- **Excerto dado**:
PENSAR DIFERENTE, IMPACTOS HUMANITÁRIOS DA CRISE ECONÓMICA NA EUROPA – UM RELATÓRIO DA CRUZ VERMELHA INTERNACIONAL E DO CRESCENTE VERMELHO (EXCERTOS).

Selecção, tradução, organização e introdução por Júlio Marques Mota

IFRC-logo

Pensar diferente, impactos humanitários da crise económica na Europa

Um relatório da Cruz Vermelha Internacional e do Crescente Vermelho (excertos)

PARTE VII
(CONTINUAÇÃO)

Montenegro : quando o invisível se torna visível

Não é que eles não existissem antes, os sem-abrigo. Eles existiam, eles estavam lá, vivendo nas ruas, nas barracas, nas estações de autocarros e em tendas mas poucos sabiam quer o seu número quer os seus nomes. A Cruz Vermelha de Montenegro e outras organizações fornecem apoio às pessoas necessitadas, desde alimentos a cobertores, desde roupas a sapatos.

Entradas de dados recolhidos
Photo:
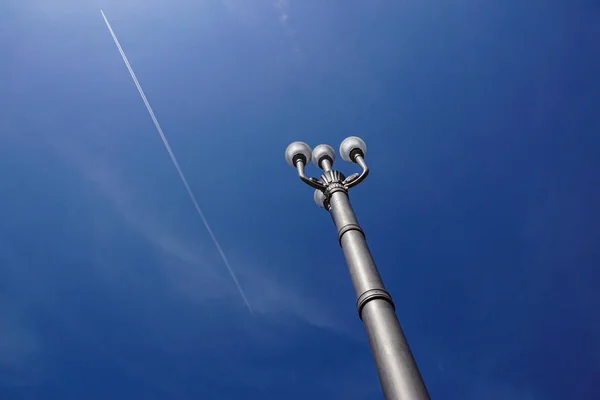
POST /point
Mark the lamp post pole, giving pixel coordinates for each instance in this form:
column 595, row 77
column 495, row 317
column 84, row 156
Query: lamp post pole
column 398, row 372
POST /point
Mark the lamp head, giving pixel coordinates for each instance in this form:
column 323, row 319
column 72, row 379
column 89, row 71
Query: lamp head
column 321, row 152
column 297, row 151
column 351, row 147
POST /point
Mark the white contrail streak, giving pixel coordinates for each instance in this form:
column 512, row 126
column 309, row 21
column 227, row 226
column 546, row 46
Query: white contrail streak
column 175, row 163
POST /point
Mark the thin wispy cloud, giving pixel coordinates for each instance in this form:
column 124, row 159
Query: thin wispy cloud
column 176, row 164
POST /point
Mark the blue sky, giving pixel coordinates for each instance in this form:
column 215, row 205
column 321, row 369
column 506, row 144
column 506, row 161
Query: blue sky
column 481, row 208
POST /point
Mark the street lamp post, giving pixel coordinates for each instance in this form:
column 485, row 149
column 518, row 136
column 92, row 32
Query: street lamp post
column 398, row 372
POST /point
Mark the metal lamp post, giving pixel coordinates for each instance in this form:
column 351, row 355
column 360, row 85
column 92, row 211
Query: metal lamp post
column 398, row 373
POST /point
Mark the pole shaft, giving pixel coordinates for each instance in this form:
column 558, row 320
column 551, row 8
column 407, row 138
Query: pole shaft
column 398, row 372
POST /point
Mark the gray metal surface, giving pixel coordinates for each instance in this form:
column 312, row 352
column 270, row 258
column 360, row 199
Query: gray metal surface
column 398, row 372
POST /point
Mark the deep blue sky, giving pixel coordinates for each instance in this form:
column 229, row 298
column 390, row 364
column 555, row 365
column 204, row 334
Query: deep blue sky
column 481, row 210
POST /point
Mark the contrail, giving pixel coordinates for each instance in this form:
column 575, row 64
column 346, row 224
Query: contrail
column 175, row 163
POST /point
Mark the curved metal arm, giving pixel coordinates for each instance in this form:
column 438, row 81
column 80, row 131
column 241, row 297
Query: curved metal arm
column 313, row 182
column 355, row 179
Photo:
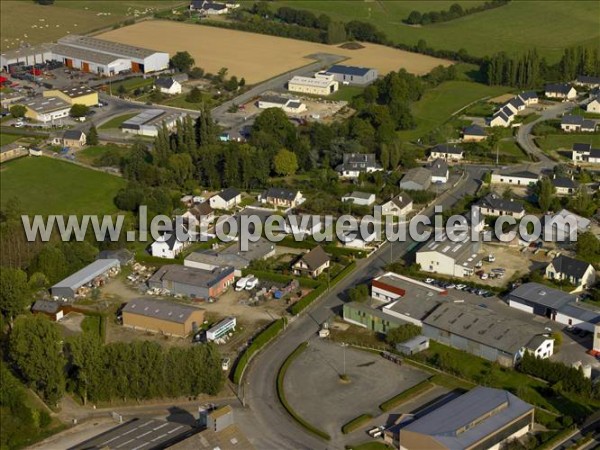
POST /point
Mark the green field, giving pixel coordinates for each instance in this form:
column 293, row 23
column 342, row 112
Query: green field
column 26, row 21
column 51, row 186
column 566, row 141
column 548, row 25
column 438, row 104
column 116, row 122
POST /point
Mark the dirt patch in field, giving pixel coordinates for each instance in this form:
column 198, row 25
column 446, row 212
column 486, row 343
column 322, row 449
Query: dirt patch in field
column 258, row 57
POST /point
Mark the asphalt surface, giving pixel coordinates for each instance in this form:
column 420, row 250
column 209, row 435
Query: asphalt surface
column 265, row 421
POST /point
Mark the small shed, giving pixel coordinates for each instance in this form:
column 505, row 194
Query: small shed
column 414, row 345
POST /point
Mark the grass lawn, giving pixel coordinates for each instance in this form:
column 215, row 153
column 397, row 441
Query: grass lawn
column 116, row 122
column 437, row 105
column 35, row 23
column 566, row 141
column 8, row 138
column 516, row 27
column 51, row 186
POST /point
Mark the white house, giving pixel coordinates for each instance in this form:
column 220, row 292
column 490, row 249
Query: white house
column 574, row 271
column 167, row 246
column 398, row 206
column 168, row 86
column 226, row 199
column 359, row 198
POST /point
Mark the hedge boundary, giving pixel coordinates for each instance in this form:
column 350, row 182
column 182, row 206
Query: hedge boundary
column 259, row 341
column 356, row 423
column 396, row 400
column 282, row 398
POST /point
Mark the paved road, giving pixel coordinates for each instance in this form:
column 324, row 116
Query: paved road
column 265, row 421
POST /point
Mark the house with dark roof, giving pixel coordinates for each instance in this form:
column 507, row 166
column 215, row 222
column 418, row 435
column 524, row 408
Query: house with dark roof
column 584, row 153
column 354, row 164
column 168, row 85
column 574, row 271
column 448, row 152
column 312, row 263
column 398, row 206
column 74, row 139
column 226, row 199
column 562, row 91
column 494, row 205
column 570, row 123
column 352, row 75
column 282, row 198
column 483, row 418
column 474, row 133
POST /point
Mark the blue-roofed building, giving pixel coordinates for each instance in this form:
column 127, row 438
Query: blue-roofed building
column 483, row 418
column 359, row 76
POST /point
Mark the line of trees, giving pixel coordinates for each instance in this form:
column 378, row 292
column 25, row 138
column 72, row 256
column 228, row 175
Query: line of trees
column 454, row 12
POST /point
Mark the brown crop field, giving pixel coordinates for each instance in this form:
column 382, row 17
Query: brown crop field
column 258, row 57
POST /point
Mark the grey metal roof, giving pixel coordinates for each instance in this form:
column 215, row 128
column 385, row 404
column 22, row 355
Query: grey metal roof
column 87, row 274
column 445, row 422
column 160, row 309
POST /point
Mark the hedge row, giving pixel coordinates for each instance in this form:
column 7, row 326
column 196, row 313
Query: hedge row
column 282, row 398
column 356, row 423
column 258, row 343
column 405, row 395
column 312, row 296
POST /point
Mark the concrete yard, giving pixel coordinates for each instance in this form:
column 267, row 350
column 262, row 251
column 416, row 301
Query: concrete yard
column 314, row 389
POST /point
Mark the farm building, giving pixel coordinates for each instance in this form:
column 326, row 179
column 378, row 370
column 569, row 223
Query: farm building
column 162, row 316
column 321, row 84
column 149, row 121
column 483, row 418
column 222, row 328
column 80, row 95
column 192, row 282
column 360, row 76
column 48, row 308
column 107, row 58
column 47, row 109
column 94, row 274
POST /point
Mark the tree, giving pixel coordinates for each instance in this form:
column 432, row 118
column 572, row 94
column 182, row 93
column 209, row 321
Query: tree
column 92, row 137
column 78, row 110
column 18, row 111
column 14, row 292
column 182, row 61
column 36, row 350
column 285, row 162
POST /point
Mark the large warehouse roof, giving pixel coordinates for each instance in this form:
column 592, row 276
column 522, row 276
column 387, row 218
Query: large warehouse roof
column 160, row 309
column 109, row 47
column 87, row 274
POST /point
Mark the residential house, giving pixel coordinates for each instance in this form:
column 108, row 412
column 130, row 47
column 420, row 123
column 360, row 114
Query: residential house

- **Objetivo 1**:
Responda às perguntas abaixo com base no excerto:
(a) Quem é indicado como responsável pela tradução e pela introdução?
(b) Que parte do relatório corresponde a este excerto?
(c) Que bens a Cruz Vermelha de Montenegro e outras organizações fornecem às pessoas necessitadas?
- **Objetivo 2**:
As afirmações seguintes estão de acordo com o excerto? Responda "sim" ou "não" a cada uma e cite as palavras do excerto que o decidem.
(a) Os sem-abrigo de Montenegro não existiam antes.
(b) Muitas pessoas conheciam o número e os nomes dos sem-abrigo.
(c) A Cruz Vermelha de Montenegro não é a única a prestar apoio às pessoas necessitadas.
- **Objetivo 3**:
Reproduza fielmente o trecho do excerto que vai de "Selecção, tradução, organização" até "(CONTINUAÇÃO)".

- **Resposta desenvolvida 1**:
(a) Júlio Marques Mota.
(b) A Parte VII (continuação).
(c) Alimentos, cobertores, roupas e sapatos.

- **Resposta desenvolvida 2**:
(a) Não: "Não é que eles não existissem antes, os sem-abrigo."
(b) Não: "poucos sabiam quer o seu número quer os seus nomes"
(c) Sim: "A Cruz Vermelha de Montenegro e outras organizações fornecem apoio às pessoas necessitadas"

- **Resposta desenvolvida 3**:
Selecção, tradução, organização e introdução por Júlio Marques Mota

IFRC-logo

Pensar diferente, impactos humanitários da crise económica na Europa

Um relatório da Cruz Vermelha Internacional e do Crescente Vermelho (excertos)

PARTE VII
(CONTINUAÇÃO)